━━ Extracted data ━━

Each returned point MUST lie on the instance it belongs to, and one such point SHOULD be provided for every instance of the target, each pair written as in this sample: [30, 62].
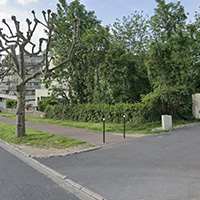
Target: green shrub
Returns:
[94, 112]
[175, 101]
[46, 101]
[11, 104]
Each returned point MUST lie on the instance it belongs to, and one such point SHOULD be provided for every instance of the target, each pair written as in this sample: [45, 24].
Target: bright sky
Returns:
[106, 10]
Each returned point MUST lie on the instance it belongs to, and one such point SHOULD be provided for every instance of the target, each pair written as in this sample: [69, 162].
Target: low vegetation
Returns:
[37, 138]
[131, 128]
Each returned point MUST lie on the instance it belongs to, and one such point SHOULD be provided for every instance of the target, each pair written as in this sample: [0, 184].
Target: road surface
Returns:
[163, 167]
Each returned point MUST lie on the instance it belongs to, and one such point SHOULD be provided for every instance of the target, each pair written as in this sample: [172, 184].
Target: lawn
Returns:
[37, 138]
[145, 128]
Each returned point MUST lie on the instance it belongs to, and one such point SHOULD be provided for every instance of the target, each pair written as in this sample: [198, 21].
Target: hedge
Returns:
[175, 101]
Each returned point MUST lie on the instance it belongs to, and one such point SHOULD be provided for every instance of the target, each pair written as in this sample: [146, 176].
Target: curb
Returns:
[67, 154]
[67, 184]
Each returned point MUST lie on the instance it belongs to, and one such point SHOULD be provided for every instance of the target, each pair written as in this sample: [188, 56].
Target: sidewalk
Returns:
[76, 133]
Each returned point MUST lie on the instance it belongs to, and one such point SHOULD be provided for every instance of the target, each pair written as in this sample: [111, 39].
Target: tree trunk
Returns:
[20, 114]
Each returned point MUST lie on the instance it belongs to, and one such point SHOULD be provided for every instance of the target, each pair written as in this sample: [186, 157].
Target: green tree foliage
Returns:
[152, 62]
[82, 77]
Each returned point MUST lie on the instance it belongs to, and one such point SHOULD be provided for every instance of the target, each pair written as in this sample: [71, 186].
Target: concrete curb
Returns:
[68, 154]
[67, 184]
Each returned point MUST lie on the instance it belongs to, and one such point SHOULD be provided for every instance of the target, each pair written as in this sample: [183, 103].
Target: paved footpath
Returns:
[21, 182]
[163, 167]
[76, 133]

━━━

» **What is expected**: A word-for-word transcript of the entries above is needed, with pictures removed.

» **Answer to the exercise**:
Each returned point MUST lie on the instance it belongs to, and one such point SHOULD be provided for every instance of the target, each pair written as in this sample: [30, 62].
Target: green shrub
Returns:
[94, 112]
[175, 101]
[46, 101]
[11, 104]
Each returned point MUST lie on the instance it belongs to, and one such point SHOULD be provided for every instance of the target, each pair written as in this sample: [45, 24].
Target: bright sky
Returns:
[106, 10]
Each returned point MUST lie on the instance it belongs to, and one such point SHOULD be provided for every instance of the target, each pair written as in this sample: [69, 162].
Target: low vegetation
Returns:
[37, 138]
[131, 128]
Each returned point MUST lie on the instance it belongs to, and one such point SHOULD be provided for every instance of the target, each pair written as in this sample: [0, 184].
Target: road surface
Returns:
[163, 167]
Each returned point MUST lie on the instance it belongs to, and one such point SHOULD be provided for every instance of the target, each pair written as in this sample: [172, 184].
Target: lawn
Returns:
[37, 138]
[145, 128]
Each returned point MUST lie on the instance it belongs to, and one such point SHOULD be provided for every instance of the target, each pair written as in this sample: [198, 21].
Target: hedge
Returns:
[175, 101]
Each returned point MUST lie on the instance it belongs to, and one such point SHOULD be provided for every instance of the target, each pair written as in this sample: [146, 176].
Target: curb
Returns:
[67, 154]
[67, 184]
Each returned point MUST lie on the instance it belongs to, and one such point SHOULD be provided for every instance of the target, each pair written as in this sample: [188, 56].
Target: sidewalk
Returns:
[76, 133]
Each returned point MUST lie on the instance it belongs to, and one such point SHOULD be provided for every instance of the target, each pair written as in this sample: [111, 39].
Target: tree trunk
Returns:
[20, 114]
Each returned point MUST lie on the instance it belongs to, and one such point SHOULD be provided for every instance of the target, each pair written as in this sample: [186, 157].
Target: green tree foliage
Returns:
[152, 62]
[82, 77]
Each returned point MUST lie on the instance it belongs to, and one such point SHOULD be provided for every instance of the target, each pair written as in this sample: [71, 186].
Target: concrete curb
Returns:
[68, 154]
[67, 184]
Each returned point MUST lie on the instance it belongs to, and one such point SHOULD be provided for every instance of the target, each pair written as in this sample: [183, 103].
Target: paved footpath
Returns:
[21, 182]
[163, 167]
[76, 133]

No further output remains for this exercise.